▶ **WORK INSTRUCTIONS**:
According to the Tetris lesson below, which two things will today's tutorial add or improve in the game?

▶ **PROVIDED TEXT**:
Lesson 11 - Tetris in MonoGame: Level Features
In the previous lesson, Tetris in MonoGame: Score and Level Completing, we finished the Tetris level and implemented a score and game pause.
Today's tutorial is the last one where we're going to take look at the level. We're going to improve the block rotation and add a ghost block to the game.
Improving the Block Rotation
The way our block is rotated isn't certainly very natural. In the original Tetris, the blocks are defined in all rotated positions manually, some blocks have only two positions (like the I-block), some only one (the O-block). However, such manual declaration isn't very technical and would hardly improve our programming skills. So far, our solution rotates each block as a square matrix of the size 4x4. The problem is that most blocks are three tiles large, some even just two.
First, let's edit our blocks in the text file so that they're always aligned
in the upper left corner of the matrix. Of course, we have to work with the
block as it was a square, and determine its position according to its longest
side (this is especially important for the I-block). Therefore, we'll modify the
netfx.dll
file as following:
1000 1110 0000 0000 0010 1110 0000 0000 1100 1100 0000 0000 0000 1111 0000 0000 0100 1110 0000 0000 1100 0110 0000 0000 0110 1100 0000 0000 1000 0000 0000 0000 1010 0100 1010 0000 0100 1110 0100 0000 1110 0100 0100 0000 1100 0000 0000 0000
Let's open the Block
class and add a public edge
field to it:
public int edge;
We'll add a private GetEdge()

▶ **EXTRACTED INFORMATION**:
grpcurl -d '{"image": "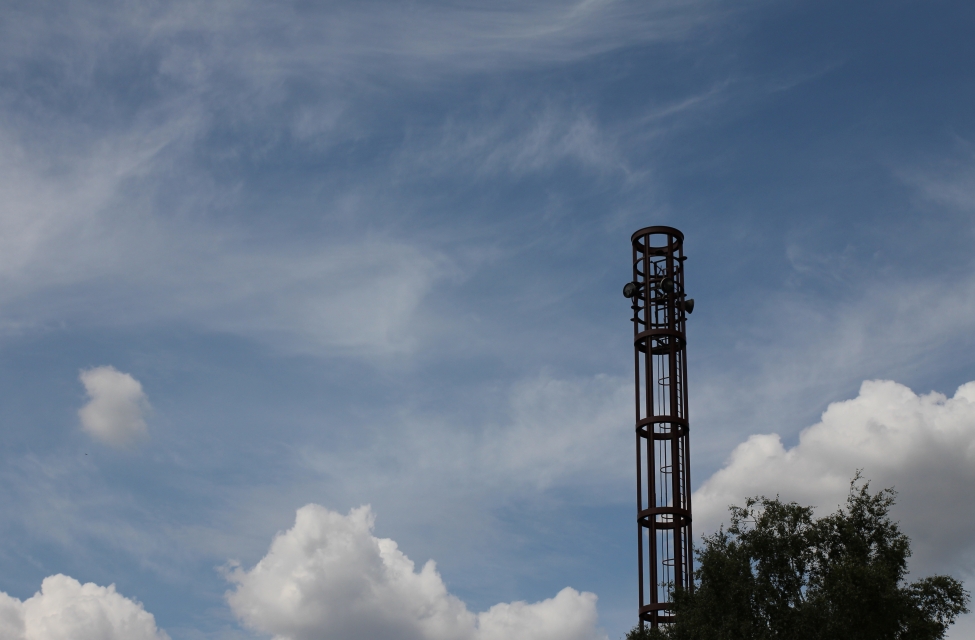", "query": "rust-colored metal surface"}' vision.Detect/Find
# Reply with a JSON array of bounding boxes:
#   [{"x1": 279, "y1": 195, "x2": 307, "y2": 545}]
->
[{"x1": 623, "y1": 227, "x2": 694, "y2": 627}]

==

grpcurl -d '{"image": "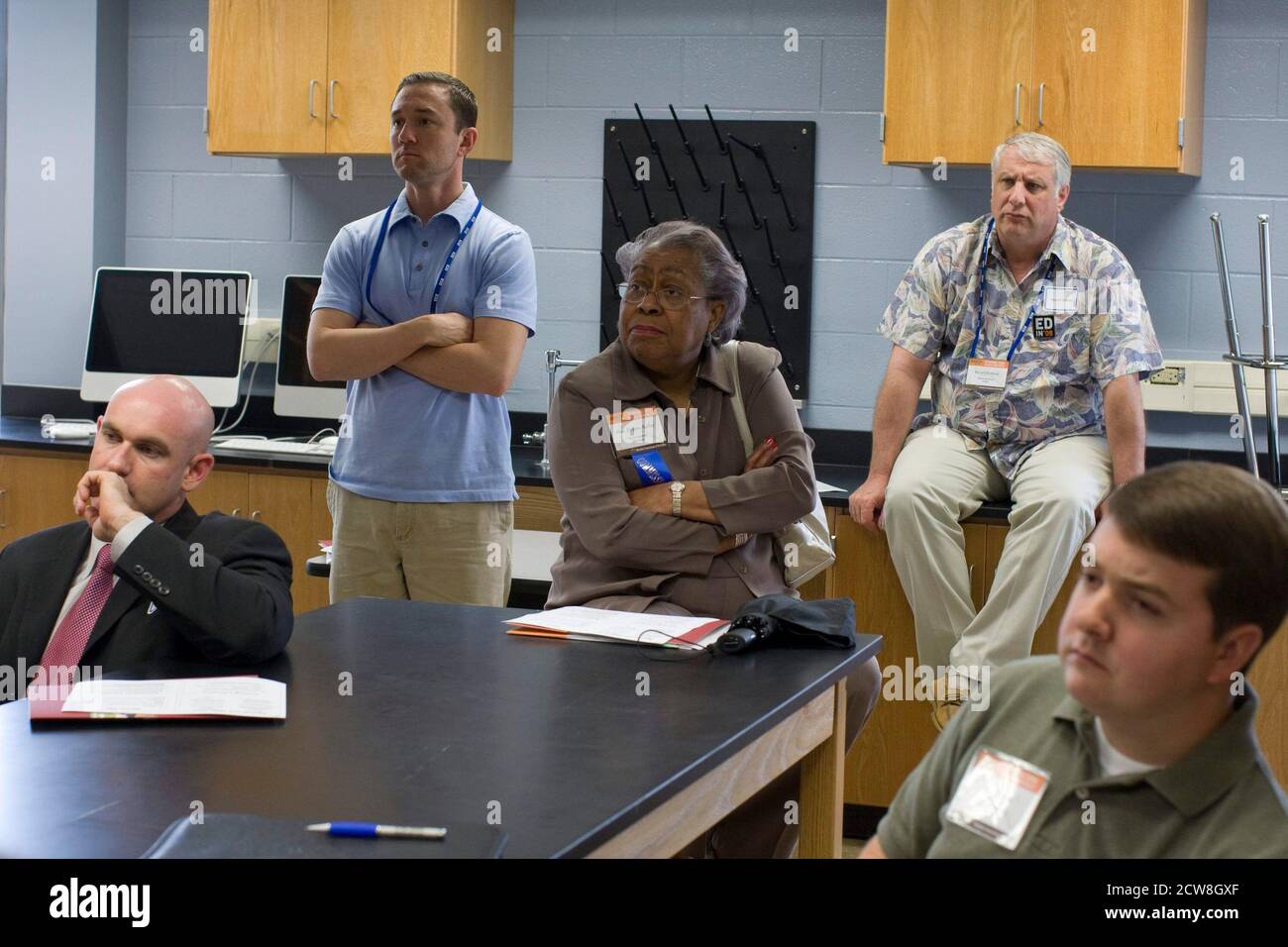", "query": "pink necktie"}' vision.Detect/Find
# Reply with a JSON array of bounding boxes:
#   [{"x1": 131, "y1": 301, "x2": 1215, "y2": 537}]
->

==

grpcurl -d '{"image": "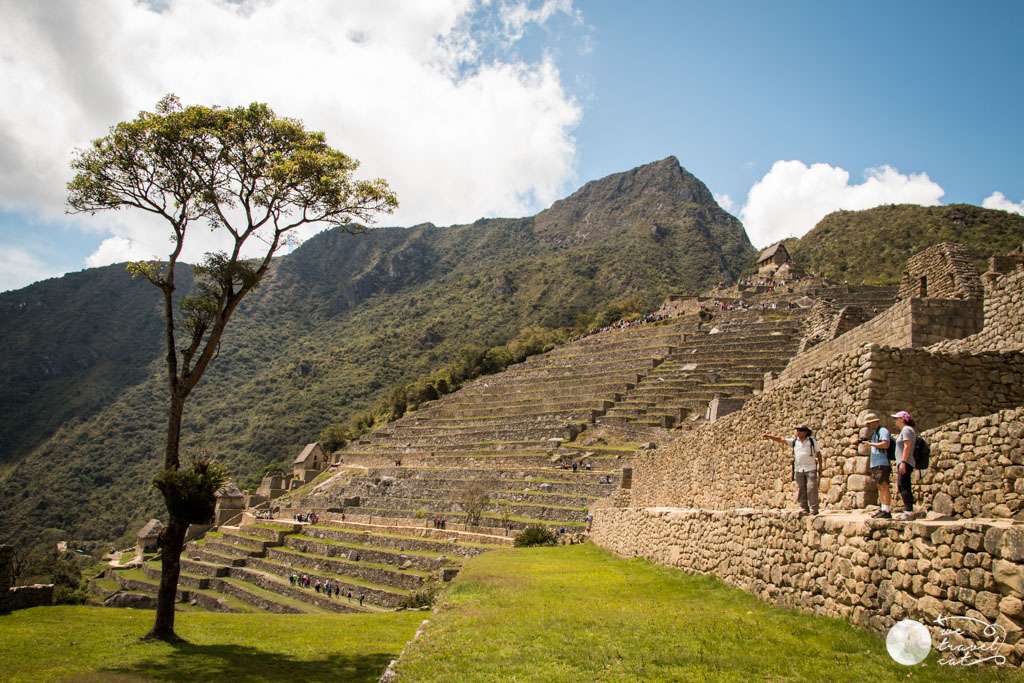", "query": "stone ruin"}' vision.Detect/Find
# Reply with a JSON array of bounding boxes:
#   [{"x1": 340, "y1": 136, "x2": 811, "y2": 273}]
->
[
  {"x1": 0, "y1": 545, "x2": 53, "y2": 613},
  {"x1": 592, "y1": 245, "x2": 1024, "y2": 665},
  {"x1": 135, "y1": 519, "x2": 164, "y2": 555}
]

▶ **RESULT FOR THIS TASK**:
It will improve the block rotation and add a ghost block.